Required tasks
1. In the Copley Scientific news item below, which devices does the new USP monograph describe using for MDI testing?
2. List every patient group whose representative conditions the BAC 2000 and BRS 1100 support in the Copley Scientific news item.

Supplied passage
== Segment start ==
Copley Scientific Launches Two New Products for MDI Testing

Products enable testing in accordance with methods described in new USP monograph.
Jan 24, 2014
By PharmTech Editors

Copley Scientific has launched two new products that enable metered-dose inhalers (MDI) testing according to methods outlined in a new USP monograph, currently in draft form. The USP monograph describes MDI testing using spacers and valved holding chambers (VHCs). These are devices used to help patients with poor coordination as well as young children.

According to Copley Scientific, its new BAC 2000 breath actuated controller and BRS 1100 breathing simulator, in combination, support closely controlled testing under the representative conditions for neonate, infant, child and/or adult patients in line with the new monograph.

MDIs provide a cheap and efficient way of delivering therapeutics to the lungs; however, patients must be able to coordinate operation of the MDI with inhalation. Coordination can be a problem in certain patient groups, especially paediatrics. In such cases, spacers or VHCs are used. These devices introduce a chamber of dead volume between the MDI and the patient’s mouth. Actuation of the MDI delivers the drug into the spacer or VHC and the patient can then freely draw the drug into the lungs by inhalation.

The patient’s breathing profile will affect drug delivery to the lungs from the spacer or VHC, as noted in the new monograph. Moreover, there is potential for variability in drug delivery efficiency arising from the time delay between actuation of the MDI and inhalation. The new monograph provides guidance on new test conditions, designed to capture the “as inhaled” characteristics of the dose under representative conditions.
== Segment end ==
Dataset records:
== Segment start ==
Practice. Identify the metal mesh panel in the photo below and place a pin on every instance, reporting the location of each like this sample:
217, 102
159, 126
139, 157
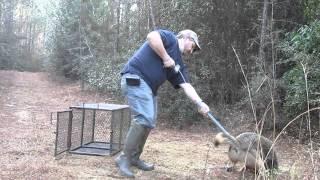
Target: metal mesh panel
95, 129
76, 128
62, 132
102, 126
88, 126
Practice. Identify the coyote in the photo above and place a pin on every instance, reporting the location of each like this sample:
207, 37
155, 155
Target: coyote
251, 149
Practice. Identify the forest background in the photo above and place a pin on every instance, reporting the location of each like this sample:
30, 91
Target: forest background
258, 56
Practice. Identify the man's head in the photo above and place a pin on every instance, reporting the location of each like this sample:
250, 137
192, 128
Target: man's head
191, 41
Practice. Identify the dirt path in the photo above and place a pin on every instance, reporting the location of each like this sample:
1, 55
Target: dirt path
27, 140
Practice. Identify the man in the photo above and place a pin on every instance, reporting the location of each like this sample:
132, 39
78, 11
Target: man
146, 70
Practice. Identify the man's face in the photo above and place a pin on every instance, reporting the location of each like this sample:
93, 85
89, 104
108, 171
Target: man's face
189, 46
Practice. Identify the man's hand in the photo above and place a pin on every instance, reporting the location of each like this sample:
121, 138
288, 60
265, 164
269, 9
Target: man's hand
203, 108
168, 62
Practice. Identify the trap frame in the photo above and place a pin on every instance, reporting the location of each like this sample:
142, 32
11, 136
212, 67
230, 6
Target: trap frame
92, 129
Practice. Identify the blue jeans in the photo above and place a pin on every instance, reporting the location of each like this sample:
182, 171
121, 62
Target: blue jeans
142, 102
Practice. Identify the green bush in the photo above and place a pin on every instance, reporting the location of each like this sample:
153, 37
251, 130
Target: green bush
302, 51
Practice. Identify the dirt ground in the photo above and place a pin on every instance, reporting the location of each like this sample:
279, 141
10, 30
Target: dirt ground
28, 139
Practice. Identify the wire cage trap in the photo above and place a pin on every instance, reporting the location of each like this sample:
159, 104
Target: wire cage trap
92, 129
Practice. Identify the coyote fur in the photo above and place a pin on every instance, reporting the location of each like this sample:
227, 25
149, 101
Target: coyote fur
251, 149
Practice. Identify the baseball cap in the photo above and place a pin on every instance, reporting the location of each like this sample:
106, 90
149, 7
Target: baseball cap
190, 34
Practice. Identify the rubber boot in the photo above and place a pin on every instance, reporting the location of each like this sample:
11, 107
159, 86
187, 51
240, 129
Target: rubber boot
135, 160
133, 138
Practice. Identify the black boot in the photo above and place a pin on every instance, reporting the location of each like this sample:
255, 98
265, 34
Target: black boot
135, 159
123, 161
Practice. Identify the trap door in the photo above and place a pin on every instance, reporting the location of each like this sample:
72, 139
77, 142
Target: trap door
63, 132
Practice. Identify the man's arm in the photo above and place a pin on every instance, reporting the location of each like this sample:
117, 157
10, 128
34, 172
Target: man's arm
== Segment end ==
Answers for this exercise
1. Spacers and valved holding chambers (VHCs).

2. Neonate, infant, child, adult